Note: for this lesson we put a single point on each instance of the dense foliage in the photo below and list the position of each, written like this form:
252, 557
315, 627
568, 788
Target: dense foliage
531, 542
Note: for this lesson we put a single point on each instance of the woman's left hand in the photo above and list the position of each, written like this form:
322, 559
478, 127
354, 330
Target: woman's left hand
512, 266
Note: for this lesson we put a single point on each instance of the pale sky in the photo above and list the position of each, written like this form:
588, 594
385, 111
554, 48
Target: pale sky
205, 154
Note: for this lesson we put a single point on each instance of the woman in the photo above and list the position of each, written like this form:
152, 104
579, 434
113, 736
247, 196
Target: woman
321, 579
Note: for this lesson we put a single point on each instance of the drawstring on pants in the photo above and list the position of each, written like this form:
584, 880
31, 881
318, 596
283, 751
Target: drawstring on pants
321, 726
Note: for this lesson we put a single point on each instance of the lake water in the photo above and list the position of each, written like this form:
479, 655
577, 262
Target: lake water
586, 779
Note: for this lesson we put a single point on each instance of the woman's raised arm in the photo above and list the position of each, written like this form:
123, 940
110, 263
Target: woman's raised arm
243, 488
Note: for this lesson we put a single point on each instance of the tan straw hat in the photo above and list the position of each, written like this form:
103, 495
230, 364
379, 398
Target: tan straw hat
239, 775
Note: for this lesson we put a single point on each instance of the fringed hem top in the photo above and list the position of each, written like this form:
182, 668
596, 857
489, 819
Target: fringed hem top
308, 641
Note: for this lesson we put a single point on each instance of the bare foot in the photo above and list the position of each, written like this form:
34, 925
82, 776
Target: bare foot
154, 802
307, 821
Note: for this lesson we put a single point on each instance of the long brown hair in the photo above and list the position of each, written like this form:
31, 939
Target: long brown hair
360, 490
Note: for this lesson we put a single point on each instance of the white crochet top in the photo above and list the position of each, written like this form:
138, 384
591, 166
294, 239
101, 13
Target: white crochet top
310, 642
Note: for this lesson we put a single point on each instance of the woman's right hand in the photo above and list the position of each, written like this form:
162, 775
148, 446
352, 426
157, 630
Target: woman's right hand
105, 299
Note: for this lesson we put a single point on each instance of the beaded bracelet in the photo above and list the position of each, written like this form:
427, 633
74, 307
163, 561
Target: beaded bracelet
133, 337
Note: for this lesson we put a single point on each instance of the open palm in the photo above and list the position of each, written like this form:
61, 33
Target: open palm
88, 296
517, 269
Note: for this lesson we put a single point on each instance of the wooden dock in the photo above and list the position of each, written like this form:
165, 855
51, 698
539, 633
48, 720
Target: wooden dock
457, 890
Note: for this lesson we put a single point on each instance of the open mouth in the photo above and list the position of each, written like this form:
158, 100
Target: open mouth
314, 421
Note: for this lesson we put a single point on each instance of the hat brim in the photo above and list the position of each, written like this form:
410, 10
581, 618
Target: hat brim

------------------------------------

§ TASK DIRECTIONS: All lines from the one with "of the wooden" through the final line above are to be quoted exactly; quote no other line.

§ TASK SOLUTION:
Note: for this lesson we put a single point on each instance of the wooden dock in the photo above and list the position of each, written like this form:
165, 855
51, 698
539, 633
48, 720
Target: wooden dock
457, 890
Note: for this lesson we put a single point on each instance of the open mouth in the photo above and list the position of each, written like this form:
158, 100
Target: open mouth
314, 421
Note: for this lesson we put a single point on each instance of the hat brim in the photo above and list the position of each, written like this form:
410, 10
581, 618
Target: hat brim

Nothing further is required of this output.